Exercise brief: All lines from the one with "Where can the short" to the end of the entries below must be written out exactly. Leave out any other line.

-- Records for the exercise follows --

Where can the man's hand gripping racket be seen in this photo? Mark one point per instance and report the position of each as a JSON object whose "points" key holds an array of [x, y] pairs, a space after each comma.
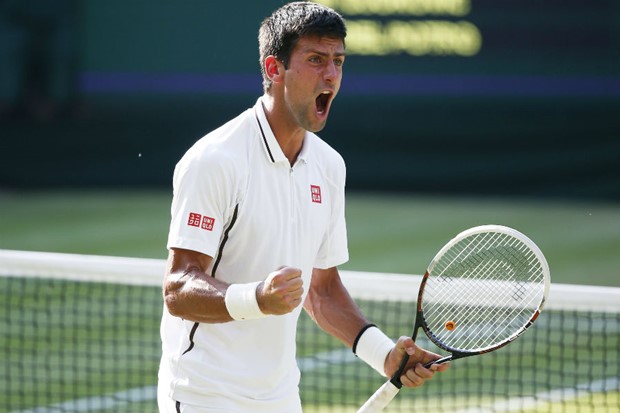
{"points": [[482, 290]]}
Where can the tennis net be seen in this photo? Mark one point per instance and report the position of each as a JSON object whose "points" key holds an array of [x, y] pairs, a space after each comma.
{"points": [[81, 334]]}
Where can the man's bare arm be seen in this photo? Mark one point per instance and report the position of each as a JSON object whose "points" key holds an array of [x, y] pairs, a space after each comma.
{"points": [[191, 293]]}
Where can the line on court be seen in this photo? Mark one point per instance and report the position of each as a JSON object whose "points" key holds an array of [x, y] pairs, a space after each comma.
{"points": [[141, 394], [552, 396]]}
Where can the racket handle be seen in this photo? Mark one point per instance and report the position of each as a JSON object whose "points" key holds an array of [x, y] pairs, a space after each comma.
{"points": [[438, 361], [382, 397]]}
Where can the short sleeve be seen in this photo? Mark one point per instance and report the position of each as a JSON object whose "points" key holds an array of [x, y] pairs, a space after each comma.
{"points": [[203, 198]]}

-- Records for the exercise concluded --

Response to this exercise:
Where can the short sleeve be seen in this photo? Mark one point per instance and report the position of each as a JSON object whose "points" key holds an array of [x, y] pairs, a space after each comma.
{"points": [[203, 198]]}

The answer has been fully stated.